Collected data
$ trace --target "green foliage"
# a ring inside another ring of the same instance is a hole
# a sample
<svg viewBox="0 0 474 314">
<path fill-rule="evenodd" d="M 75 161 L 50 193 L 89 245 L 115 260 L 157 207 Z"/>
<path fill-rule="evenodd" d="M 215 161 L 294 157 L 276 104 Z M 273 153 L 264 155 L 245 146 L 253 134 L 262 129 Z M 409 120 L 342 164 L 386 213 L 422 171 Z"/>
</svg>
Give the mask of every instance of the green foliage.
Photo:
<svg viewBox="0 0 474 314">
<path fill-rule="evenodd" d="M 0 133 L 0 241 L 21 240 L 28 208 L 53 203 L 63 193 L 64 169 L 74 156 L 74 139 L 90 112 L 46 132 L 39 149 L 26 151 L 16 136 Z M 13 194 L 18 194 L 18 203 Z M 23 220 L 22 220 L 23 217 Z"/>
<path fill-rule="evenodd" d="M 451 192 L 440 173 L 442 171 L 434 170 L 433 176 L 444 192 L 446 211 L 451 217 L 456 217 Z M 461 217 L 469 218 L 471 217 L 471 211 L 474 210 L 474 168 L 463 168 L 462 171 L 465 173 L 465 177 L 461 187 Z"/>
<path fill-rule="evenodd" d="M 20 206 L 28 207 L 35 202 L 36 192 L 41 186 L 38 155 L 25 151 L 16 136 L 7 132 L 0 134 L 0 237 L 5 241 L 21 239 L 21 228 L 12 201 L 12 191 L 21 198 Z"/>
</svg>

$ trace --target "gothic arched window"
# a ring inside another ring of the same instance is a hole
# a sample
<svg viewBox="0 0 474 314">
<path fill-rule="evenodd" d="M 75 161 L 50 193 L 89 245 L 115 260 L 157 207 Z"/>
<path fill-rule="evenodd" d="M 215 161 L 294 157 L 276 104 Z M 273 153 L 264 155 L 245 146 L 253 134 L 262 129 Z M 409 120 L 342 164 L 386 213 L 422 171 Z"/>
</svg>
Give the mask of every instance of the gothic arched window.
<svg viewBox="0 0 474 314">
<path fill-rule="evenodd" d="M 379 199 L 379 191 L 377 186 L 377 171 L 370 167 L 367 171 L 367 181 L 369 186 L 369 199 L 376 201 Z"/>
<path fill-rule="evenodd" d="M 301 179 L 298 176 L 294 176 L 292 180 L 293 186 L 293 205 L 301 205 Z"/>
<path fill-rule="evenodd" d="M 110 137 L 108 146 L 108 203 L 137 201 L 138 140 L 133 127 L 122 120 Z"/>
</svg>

**Goal of the exercise**
Reproduce the entries exactly as they appear.

**Exercise response**
$ trace --target "green foliage"
# a ring inside another ring of the same instance is a hole
# a sample
<svg viewBox="0 0 474 314">
<path fill-rule="evenodd" d="M 75 161 L 50 193 L 89 245 L 115 260 L 157 207 Z"/>
<path fill-rule="evenodd" d="M 215 161 L 294 157 L 276 104 Z M 273 153 L 264 155 L 245 146 L 253 134 L 262 129 Z M 409 120 L 342 164 L 386 213 L 422 171 Z"/>
</svg>
Give the mask of every instance of the green foliage.
Photo:
<svg viewBox="0 0 474 314">
<path fill-rule="evenodd" d="M 0 133 L 0 241 L 21 240 L 28 208 L 53 203 L 63 193 L 64 169 L 74 156 L 74 139 L 90 112 L 46 132 L 39 149 L 26 151 L 16 136 Z M 13 194 L 18 194 L 18 203 Z M 23 220 L 22 220 L 23 217 Z"/>
<path fill-rule="evenodd" d="M 451 192 L 440 173 L 442 171 L 434 170 L 433 176 L 444 192 L 446 211 L 451 217 L 456 217 Z M 461 217 L 469 218 L 471 217 L 471 211 L 474 210 L 474 168 L 463 168 L 462 171 L 465 173 L 465 177 L 461 187 Z"/>
<path fill-rule="evenodd" d="M 20 206 L 28 207 L 35 202 L 36 192 L 41 186 L 38 155 L 25 151 L 16 136 L 7 132 L 0 134 L 0 237 L 5 241 L 21 239 L 21 228 L 12 201 L 12 191 L 21 198 Z"/>
</svg>

$ trace --target "gothic arched window"
# a ring inside another ring of the same instance is a hole
# a sample
<svg viewBox="0 0 474 314">
<path fill-rule="evenodd" d="M 75 161 L 50 193 L 89 245 L 115 260 L 157 207 Z"/>
<path fill-rule="evenodd" d="M 215 161 L 294 157 L 276 104 Z M 273 153 L 264 155 L 245 146 L 253 134 L 262 129 Z M 409 120 L 342 164 L 386 213 L 422 171 Z"/>
</svg>
Give the mask of every instance of the gothic arched window.
<svg viewBox="0 0 474 314">
<path fill-rule="evenodd" d="M 379 199 L 379 191 L 377 186 L 377 171 L 370 167 L 367 171 L 367 181 L 369 186 L 369 199 L 376 201 Z"/>
<path fill-rule="evenodd" d="M 301 179 L 298 176 L 294 176 L 292 180 L 293 186 L 293 205 L 301 205 Z"/>
<path fill-rule="evenodd" d="M 110 137 L 108 146 L 108 203 L 137 201 L 138 140 L 133 127 L 122 120 Z"/>
</svg>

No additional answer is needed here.